**Page excerpt**.
>> Start

I'm not saying we should be complacent. Instead, I’m advocating that we should raise the bar for what sub-problems of AI risk we consider worthy of special attention, versus what problems we think will be solved by default in the absence of further intervention from the AI risk community. Of course, it may still be true that AI deception is an extremely hard problem that reliably resists almost all attempted solutions in any “normal” regulatory regime, even as concrete evidence continues to accumulate about its difficulty—although I consider that claim unproven, to say the least.

Rather than asserting "everything is fine, don’t worry about AI risk" my point here is that we should think more carefully about what other people's incentives actually are, and how others will approach the problem, even without further intervention from this community. Answering these questions critically informs how valuable the actions we take now will be, since it would shed light on the question of which problems will remain genuinely neglected in the future, and which ones won’t be. It’s still necessary for people to work on AI risk, of course. We should just try to make sure we’re spending our time wisely, and focus on improving policy and strategy along the axes on which things are most likely to go poorly.

Edited to add: To give a concrete example of an important problem I think might not be solved by default, several months ago I proposed treating long-term value drift from future AIs as a serious issue. I currently think that value drift is a "hard bit" of the problem that we do not appear to be close to seriously addressing, perhaps because people expect easier problems won't be solved either without heroic effort. I'm also sympathetic to Dan Hendrycks' argument about AI evolution. If these problems turn out to be easy or intractable, I think it may be worth turning more of our focus to other important problems, such as improving our institutions or preventing s-risks.

Nothing in this post should be interpreted as indicating that I'm incredibly optimistic about how AI policy will go. Though politicians usually don't flat-out ignore safety risks, I believe history shows that they can easily mess up tech regulation in subtler ways.

For instance, when the internet was still new, the U.S. Congress passed the Digital Millennium Copyright Act (DMCA) in 1998 to crack down on copyright violators, with strong bipartisan support. While the law had several provisions, one particularly contentious element was its anti-circumvention rule, which made it illegal to bypass digital rights management (DRM) or other technological protection measures. Perversely, this criminalized the act of circumvention even in scenarios where the underlying activity—like copying or sharing—didn't actually infringe on copyright. Some have argued that because of these provisions, there has been a chilling effect on worldwide cryptography research, arguably making our infrastructure less secure with only a minor impact on copyright infringement.

While it is unclear what direct lessons we should draw from incidents like this one, I think a basic takeaway is that it is easy for legislators to get things wrong when they don't fully understand a technology. Since it seems likely that there will be strong AI regulations in the future regardless of what the AI risk community does, I am far more concerned about making sure the regulations are thoughtful, well-targeted, and grounded in the best evidence available, rather than making sure they happen at all.

Instead of worrying that the general public and policy-makers won’t take AI risks very seriously, I tend to be more worried that we will hastily implement poorly thought-out regulations that are based on inaccurate risk models or limited evidence about our situation. These regulations might marginally reduce some aspects of AI risk, but at great costs to the world in other respects. For these reasons, I favor nuanced messaging and pushing for cautious, expert-guided policymaking, rather than blanket public advocacy.

>> End

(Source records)
>> Start

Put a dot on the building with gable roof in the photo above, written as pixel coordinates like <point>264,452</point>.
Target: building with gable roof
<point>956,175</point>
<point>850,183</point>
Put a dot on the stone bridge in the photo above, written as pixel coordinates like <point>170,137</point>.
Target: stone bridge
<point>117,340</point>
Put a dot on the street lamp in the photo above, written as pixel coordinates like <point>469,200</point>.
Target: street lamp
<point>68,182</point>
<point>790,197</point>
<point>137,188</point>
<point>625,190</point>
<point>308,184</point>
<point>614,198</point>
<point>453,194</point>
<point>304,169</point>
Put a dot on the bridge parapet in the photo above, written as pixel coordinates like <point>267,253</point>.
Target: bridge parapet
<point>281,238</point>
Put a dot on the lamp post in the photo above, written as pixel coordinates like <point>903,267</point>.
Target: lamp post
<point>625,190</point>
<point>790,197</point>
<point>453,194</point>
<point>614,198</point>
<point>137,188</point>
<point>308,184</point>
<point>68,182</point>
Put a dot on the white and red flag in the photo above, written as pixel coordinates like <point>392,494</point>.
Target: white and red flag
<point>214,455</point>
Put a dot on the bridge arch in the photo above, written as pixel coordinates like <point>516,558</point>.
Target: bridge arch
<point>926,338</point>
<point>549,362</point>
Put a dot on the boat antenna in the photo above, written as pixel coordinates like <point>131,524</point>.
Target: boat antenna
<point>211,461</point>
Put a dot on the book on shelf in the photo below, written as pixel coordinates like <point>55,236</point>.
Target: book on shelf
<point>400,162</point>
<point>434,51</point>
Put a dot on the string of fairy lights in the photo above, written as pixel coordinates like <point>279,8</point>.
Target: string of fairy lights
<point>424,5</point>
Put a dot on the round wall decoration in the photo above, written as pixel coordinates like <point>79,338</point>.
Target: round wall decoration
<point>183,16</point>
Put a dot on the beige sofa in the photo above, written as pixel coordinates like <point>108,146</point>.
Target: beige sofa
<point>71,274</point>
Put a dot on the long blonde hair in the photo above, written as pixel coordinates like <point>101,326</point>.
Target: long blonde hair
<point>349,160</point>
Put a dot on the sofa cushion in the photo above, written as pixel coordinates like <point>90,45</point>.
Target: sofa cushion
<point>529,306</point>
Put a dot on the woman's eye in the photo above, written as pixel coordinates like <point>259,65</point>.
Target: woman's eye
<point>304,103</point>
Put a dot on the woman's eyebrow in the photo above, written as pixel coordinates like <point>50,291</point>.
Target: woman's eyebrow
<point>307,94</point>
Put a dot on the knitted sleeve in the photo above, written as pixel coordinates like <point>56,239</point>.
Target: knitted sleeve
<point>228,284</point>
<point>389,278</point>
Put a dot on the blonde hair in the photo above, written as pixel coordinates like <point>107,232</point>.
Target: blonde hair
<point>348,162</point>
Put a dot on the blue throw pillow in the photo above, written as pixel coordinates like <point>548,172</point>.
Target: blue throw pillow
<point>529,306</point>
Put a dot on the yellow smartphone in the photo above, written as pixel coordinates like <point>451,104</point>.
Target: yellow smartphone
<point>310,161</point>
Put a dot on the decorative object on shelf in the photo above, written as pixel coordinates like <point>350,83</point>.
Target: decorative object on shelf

>> End

**What to work on**.
1 – Answer these questions about the page excerpt on AI risk:
(a) In what year did the U.S. Congress pass the Digital Millennium Copyright Act?
(b) What did the author propose treating as a serious issue several months earlier?
(c) What does the author favor instead of blanket public advocacy?
2 – Rewrite the part of the listing starting at the line that contains "Put a dot on the bridge arch" and ending at the line that contains "<point>211,461</point>" as a Markdown table with the columns Row and Line. Skip blank lines, and leave out everything else in the listing.

**Exercise answers**.
1 –
(a) 1998.
(b) Long-term value drift from future AIs.
(c) Nuanced messaging and pushing for cautious, expert-guided policymaking.

2 –
| Row | Line |
|---|---|
| 1 | Put a dot on the bridge arch in the photo above, written as pixel coordinates like <point>516,558</point>. |
| 2 | Target: bridge arch |
| 3 | <point>926,338</point> |
| 4 | <point>549,362</point> |
| 5 | Put a dot on the boat antenna in the photo above, written as pixel coordinates like <point>131,524</point>. |
| 6 | Target: boat antenna |
| 7 | <point>211,461</point> |